* _Set task_:
Convert every line of the material below into a JSON list of strings, one string per line, with blank lines omitted.

* _Rows from a box labeling dataset_:
## start

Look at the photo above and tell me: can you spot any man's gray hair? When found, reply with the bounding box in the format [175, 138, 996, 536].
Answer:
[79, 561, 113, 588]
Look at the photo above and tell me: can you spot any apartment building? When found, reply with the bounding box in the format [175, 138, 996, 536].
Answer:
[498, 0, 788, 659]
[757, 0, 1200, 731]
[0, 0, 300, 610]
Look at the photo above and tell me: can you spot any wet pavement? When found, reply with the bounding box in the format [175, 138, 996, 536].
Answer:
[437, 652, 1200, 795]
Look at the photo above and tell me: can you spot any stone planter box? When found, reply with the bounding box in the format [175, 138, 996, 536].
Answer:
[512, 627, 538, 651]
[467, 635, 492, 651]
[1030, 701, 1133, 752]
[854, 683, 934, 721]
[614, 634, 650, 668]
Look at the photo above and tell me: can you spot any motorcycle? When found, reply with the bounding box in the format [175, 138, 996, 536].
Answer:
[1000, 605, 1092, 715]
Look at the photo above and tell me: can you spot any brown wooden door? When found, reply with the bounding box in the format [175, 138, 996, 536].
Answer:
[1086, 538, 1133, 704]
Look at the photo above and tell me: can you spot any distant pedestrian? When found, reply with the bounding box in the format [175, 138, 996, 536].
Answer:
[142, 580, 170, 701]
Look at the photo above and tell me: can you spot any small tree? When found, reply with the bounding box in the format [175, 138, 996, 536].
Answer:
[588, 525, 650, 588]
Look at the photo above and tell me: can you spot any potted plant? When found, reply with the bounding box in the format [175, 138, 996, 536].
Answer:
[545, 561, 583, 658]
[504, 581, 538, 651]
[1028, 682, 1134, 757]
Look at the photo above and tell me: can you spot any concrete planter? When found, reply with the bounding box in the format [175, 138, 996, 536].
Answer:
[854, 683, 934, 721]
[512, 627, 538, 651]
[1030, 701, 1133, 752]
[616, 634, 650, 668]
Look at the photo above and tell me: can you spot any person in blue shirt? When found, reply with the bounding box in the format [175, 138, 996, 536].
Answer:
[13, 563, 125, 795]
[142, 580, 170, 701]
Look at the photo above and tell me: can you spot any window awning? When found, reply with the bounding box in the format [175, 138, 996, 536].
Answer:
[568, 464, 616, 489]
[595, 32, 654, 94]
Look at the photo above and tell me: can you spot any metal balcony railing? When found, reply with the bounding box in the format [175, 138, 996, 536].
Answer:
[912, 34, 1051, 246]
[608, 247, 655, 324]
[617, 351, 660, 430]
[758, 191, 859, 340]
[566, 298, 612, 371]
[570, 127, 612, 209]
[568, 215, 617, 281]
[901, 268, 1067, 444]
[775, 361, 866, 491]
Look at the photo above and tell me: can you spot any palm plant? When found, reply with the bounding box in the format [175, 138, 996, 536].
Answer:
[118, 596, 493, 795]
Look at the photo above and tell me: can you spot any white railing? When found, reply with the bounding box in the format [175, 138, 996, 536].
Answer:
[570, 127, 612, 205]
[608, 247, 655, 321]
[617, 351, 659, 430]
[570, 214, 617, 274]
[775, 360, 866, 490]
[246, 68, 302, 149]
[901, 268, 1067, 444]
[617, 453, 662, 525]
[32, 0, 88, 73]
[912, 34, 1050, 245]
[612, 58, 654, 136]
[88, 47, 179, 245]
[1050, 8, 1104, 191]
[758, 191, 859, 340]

## end

* _Full output_:
[
  "Look at the photo above and tell me: can you spot any man's gray hair? When found, reply with the bounding box in the format [175, 138, 996, 536].",
  "Answer:",
  "[79, 561, 113, 588]",
  "Look at the photo above and tell me: can you spot any apartment building? When found, reply with the bounding box in the format [175, 138, 996, 536].",
  "Answer:",
  "[498, 0, 788, 659]",
  "[757, 0, 1200, 731]",
  "[0, 0, 300, 610]",
  "Look at the photo above and tell me: can you spot any wet pavement? When found, reply with the bounding box in the format [175, 138, 996, 536].",
  "Answer:",
  "[437, 652, 1200, 795]",
  "Look at the photo above and tell me: can you spot any stone planter box? When found, reply with the bounding box in the format [175, 138, 996, 536].",
  "Answer:",
  "[512, 627, 538, 651]",
  "[467, 635, 492, 651]",
  "[1030, 701, 1133, 752]",
  "[854, 683, 934, 721]",
  "[614, 634, 650, 668]",
  "Look at the photo above and tell me: can you spot any motorcycle? When found, reply with the bounding box in the format [175, 138, 996, 536].",
  "Answer:",
  "[1000, 605, 1092, 715]",
  "Look at the photo above and tell me: can you spot any brown wooden door? When found, reply with the bounding box in the format [175, 138, 996, 536].",
  "Answer:",
  "[1086, 538, 1133, 704]",
  "Look at the photo above and tell me: can you spot any distant pedestrian? When found, reply with the bounding box in the format [175, 138, 996, 536].",
  "Answer:",
  "[142, 580, 170, 701]",
  "Look at the photo above and tell me: can you spot any small tree? When found, reply with the bounding box in the format [175, 138, 996, 536].",
  "Answer:",
  "[588, 525, 650, 588]",
  "Look at the photo above and tell me: can you spot any potted plant? When found, reply with the bounding box in the format [175, 138, 996, 536].",
  "Answer:",
  "[545, 561, 583, 658]",
  "[504, 581, 538, 651]",
  "[1028, 682, 1134, 757]",
  "Look at the photo above and tell me: can you spot any concrete planter? When found, reply with the bounding box in the format [175, 138, 996, 536].",
  "Answer:",
  "[854, 683, 934, 721]",
  "[512, 627, 538, 651]",
  "[1030, 701, 1133, 752]",
  "[616, 634, 650, 668]",
  "Look at the photo above and tell me: can you spot any person in blue shirt? When found, reply with the bounding box in the format [175, 138, 996, 536].",
  "Answer:",
  "[13, 563, 125, 795]",
  "[142, 580, 170, 701]",
  "Look at the photo above and tell me: can you spot any window awning? When found, reply with the bounding box in the format [175, 138, 996, 536].",
  "Answer:",
  "[568, 464, 616, 489]",
  "[595, 32, 654, 94]",
  "Look at the photo above and tell me: can you spot any metal balcony railing? When found, reply with the bounding box in the format [175, 138, 996, 536].",
  "Answer:",
  "[912, 34, 1051, 246]",
  "[608, 247, 655, 324]",
  "[617, 351, 660, 430]",
  "[758, 191, 859, 340]",
  "[566, 298, 612, 371]",
  "[570, 127, 612, 209]",
  "[568, 215, 617, 281]",
  "[901, 268, 1067, 444]",
  "[775, 361, 866, 491]",
  "Look at the photo above and tell me: can you spot any palm plant? When found, reply with the bounding box in the format [175, 138, 996, 536].",
  "Answer:",
  "[118, 596, 493, 795]",
  "Look at the photo above and tell me: can you spot any white railing? When found, reply with the bounding box in the format [175, 138, 996, 536].",
  "Answer:",
  "[570, 127, 612, 205]",
  "[608, 247, 655, 321]",
  "[617, 351, 659, 430]",
  "[570, 214, 617, 274]",
  "[775, 360, 866, 490]",
  "[246, 68, 302, 149]",
  "[901, 268, 1067, 444]",
  "[617, 453, 662, 525]",
  "[32, 0, 88, 73]",
  "[912, 34, 1050, 245]",
  "[612, 58, 654, 136]",
  "[88, 47, 179, 245]",
  "[1050, 8, 1104, 191]",
  "[758, 191, 859, 340]"
]